# EXERCISE AIM:
Scan the following material for the string "wooden" and copy each line in which it appears.

# DATA SUPPLIED:
===============
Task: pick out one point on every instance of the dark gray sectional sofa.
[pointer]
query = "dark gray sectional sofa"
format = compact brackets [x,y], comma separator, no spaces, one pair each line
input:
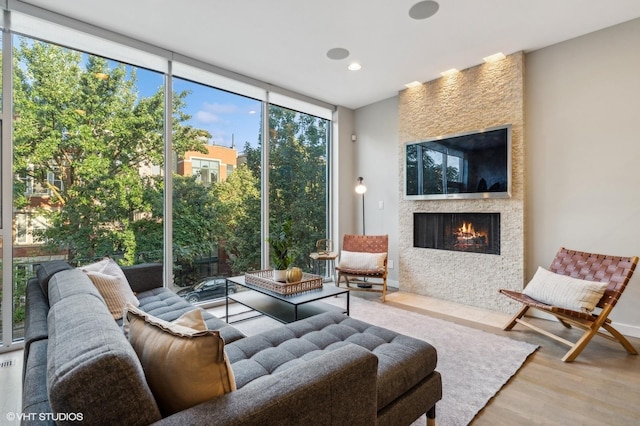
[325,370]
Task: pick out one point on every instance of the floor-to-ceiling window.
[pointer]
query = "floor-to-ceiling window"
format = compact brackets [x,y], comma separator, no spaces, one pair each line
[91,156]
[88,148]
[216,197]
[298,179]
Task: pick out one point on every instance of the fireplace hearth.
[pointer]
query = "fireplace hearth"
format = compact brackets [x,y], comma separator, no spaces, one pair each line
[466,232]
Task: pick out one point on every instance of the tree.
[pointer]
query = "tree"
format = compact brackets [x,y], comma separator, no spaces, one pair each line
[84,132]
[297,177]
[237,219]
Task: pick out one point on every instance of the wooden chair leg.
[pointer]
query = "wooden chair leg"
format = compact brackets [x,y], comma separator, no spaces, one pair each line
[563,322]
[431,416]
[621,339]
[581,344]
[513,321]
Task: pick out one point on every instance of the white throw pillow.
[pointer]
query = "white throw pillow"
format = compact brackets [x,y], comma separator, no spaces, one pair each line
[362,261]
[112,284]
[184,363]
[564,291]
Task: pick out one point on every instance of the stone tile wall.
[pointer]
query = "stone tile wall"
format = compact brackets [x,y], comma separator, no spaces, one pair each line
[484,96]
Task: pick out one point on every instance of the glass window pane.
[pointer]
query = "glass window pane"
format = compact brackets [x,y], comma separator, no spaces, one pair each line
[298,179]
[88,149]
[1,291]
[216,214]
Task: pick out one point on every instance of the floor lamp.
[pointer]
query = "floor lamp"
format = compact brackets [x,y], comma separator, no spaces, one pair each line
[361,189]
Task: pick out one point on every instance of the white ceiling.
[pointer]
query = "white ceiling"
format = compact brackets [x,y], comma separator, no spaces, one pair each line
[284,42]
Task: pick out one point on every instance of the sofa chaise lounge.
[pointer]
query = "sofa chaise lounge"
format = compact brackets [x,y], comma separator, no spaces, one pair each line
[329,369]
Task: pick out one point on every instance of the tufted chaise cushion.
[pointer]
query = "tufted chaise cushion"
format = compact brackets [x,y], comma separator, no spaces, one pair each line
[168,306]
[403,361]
===============
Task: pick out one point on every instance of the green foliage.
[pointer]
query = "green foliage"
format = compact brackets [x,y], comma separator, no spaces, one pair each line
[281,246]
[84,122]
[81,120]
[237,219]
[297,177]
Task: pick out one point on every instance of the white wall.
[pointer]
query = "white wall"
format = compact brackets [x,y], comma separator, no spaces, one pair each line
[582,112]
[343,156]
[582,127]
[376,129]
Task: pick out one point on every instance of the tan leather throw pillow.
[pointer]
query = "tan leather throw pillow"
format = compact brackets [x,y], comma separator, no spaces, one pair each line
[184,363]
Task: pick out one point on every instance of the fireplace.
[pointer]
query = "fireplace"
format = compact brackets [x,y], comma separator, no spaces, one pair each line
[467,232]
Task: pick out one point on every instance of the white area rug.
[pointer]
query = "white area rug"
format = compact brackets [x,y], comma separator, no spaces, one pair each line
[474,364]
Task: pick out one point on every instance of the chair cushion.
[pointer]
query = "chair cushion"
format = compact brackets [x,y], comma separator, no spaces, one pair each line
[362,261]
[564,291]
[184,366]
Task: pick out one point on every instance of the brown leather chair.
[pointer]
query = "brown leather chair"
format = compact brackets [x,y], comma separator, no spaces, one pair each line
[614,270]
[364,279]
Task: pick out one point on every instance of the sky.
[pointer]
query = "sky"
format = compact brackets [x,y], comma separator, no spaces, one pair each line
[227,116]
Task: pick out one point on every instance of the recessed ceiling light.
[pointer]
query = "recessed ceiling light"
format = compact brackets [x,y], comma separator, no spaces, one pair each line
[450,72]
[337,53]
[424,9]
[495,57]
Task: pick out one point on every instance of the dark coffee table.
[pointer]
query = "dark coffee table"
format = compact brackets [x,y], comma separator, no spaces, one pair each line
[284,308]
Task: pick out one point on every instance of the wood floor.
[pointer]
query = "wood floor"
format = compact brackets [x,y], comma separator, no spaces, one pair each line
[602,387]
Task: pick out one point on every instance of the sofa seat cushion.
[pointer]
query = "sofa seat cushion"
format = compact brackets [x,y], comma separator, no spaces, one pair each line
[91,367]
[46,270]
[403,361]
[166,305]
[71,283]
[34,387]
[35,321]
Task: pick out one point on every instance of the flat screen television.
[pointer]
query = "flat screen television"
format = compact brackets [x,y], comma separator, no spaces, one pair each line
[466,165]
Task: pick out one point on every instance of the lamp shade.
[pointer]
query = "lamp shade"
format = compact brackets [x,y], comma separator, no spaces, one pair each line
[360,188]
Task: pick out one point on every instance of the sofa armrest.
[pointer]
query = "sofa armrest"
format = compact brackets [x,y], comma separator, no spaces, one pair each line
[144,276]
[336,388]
===============
# SOLUTION FOR THIS EXERCISE:
Task: pick out one point on every instance of the wooden chair leg.
query = "wooden chair leg"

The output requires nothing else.